#### [Task directions]
Rescale the rows below, starting with the line that contains "In the photograph below, where can the stucco" and going on through the end of the rows, by repeating every line, requests included, with each pixel coordinate in the answers multiplied by 0.2 and rounded to a whole number, halves up. Give only those lines, and leave the pictures out.

#### [Data provided]

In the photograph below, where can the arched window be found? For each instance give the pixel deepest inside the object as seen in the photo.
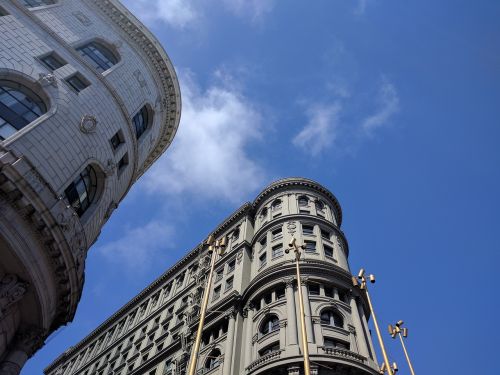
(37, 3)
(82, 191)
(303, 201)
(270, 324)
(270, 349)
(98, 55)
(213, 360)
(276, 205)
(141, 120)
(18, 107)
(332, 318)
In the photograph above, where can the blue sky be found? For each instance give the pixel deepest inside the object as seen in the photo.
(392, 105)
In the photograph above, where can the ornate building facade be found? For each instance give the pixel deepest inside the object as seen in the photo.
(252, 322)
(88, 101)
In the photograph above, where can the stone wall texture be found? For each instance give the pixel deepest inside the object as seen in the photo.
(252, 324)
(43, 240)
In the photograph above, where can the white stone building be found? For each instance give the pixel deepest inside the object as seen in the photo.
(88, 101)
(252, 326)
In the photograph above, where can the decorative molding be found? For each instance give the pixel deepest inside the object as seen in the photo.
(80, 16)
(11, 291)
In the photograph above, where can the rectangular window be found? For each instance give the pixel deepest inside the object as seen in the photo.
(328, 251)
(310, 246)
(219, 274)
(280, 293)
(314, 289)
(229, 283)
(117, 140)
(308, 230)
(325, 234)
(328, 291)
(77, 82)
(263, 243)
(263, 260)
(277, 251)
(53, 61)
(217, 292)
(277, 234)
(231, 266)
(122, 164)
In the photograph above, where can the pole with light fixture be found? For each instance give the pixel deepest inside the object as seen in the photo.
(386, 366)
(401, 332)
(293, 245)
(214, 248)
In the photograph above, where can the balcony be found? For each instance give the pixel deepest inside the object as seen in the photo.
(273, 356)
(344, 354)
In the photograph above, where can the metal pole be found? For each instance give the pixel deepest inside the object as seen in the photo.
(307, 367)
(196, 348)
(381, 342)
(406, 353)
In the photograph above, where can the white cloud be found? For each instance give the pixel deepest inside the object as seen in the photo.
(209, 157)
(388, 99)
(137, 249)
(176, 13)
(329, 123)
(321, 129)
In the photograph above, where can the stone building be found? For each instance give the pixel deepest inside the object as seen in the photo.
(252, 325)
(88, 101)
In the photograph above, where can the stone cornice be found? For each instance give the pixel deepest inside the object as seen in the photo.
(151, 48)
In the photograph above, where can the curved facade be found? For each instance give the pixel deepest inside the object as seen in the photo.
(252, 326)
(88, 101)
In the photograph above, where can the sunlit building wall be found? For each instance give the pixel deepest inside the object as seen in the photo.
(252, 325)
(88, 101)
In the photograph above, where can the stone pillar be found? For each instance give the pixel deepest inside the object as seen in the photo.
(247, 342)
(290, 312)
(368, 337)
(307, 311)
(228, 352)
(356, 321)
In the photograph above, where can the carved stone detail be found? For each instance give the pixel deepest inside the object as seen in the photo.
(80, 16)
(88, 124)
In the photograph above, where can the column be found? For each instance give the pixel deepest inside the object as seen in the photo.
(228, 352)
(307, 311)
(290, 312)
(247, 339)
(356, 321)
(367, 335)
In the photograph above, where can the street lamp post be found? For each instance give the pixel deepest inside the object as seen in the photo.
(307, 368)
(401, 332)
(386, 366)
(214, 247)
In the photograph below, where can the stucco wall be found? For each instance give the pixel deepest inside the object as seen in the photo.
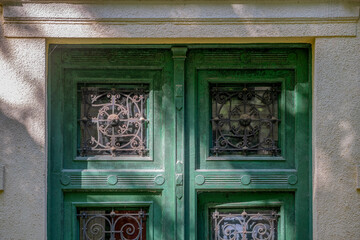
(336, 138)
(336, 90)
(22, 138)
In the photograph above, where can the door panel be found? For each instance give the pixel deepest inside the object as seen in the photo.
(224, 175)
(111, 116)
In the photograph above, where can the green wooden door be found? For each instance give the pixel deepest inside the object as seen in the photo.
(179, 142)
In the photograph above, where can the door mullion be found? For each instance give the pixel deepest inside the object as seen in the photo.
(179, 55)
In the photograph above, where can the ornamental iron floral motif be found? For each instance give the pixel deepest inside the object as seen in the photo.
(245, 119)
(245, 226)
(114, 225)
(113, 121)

#### [Output of the exercise]
In the photograph below, where can the stucco wall be found? For each instance give the pixel deepest inside the object as seen in the photo.
(67, 28)
(67, 18)
(4, 28)
In the photograph above, where can the door panel be found? For each instance give the pixel deepest inside the object as seen in the photo.
(45, 35)
(22, 23)
In the photograph above, where can the green wooden door be found? For each instance give the pixel deepest inside the object as seen in the photo.
(36, 28)
In the photograph above, where can the door mullion be found? For each instance give the pixel deepest inside the object as seen in the photo.
(36, 11)
In the photograph above, where can the ornamental iron floral motif be found? For each instance give the pixel deepest inside the object as seen in the photo.
(49, 24)
(49, 45)
(23, 45)
(23, 24)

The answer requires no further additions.